* **Problem to solve**: Retype, word for word, each line between the lines holding "Tag every instance of the large" and "Tag every instance of the bowl", inclusive, and leave the rest of the data alone.

* **Given entries**:
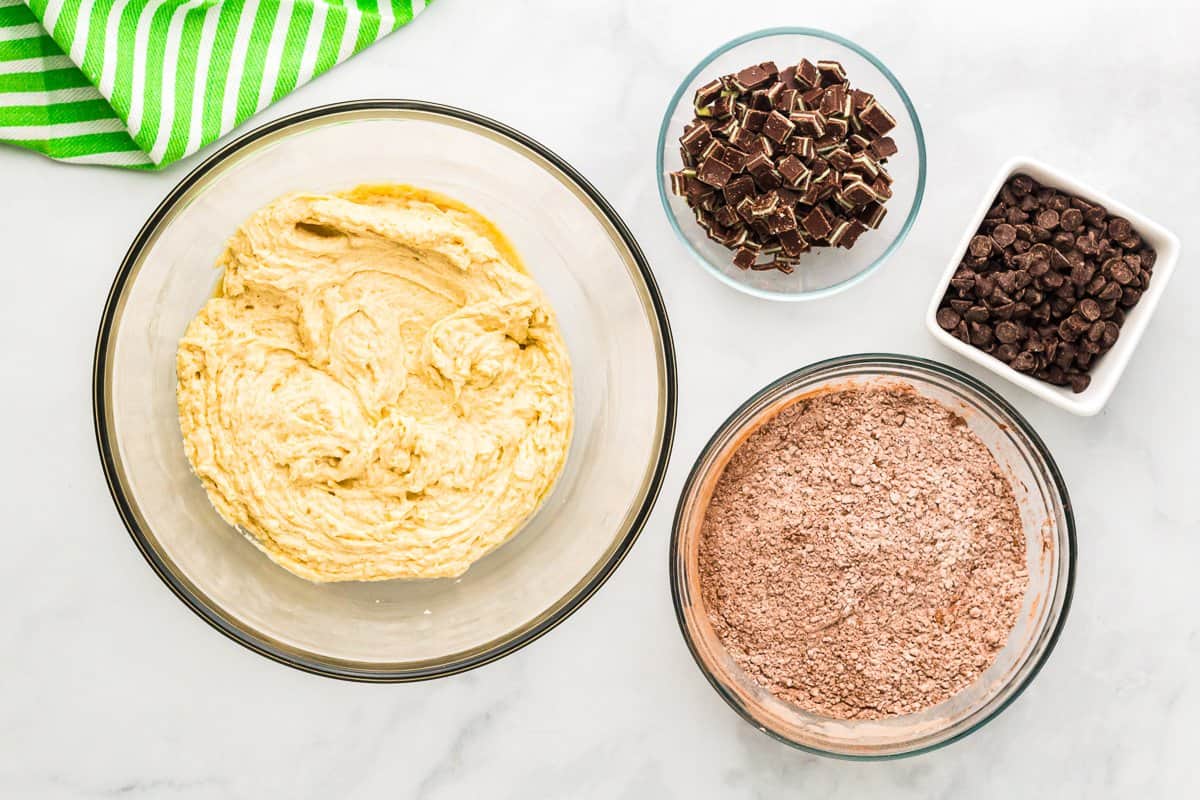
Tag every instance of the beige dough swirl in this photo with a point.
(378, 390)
...
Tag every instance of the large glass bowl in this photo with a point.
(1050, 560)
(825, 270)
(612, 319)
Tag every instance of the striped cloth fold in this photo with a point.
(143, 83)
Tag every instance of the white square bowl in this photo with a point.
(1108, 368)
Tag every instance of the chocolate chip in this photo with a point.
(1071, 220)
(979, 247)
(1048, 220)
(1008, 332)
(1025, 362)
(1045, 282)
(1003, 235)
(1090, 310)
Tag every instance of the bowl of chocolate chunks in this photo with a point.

* **Written solution**:
Tag every instance of the large glass bowl in this photo with a point.
(1050, 560)
(825, 270)
(612, 319)
Tag every instance of the striped cloth fold in this photo with a point.
(143, 83)
Tag every instance of the white square bowl in this photo with a point.
(1108, 368)
Tag every instance of the chocolate chip in this photo with a point.
(1071, 220)
(979, 247)
(1048, 220)
(1008, 332)
(1025, 362)
(1045, 282)
(1003, 235)
(1090, 310)
Tag every instance of the bowl of chocolate chunks in this photo with a point.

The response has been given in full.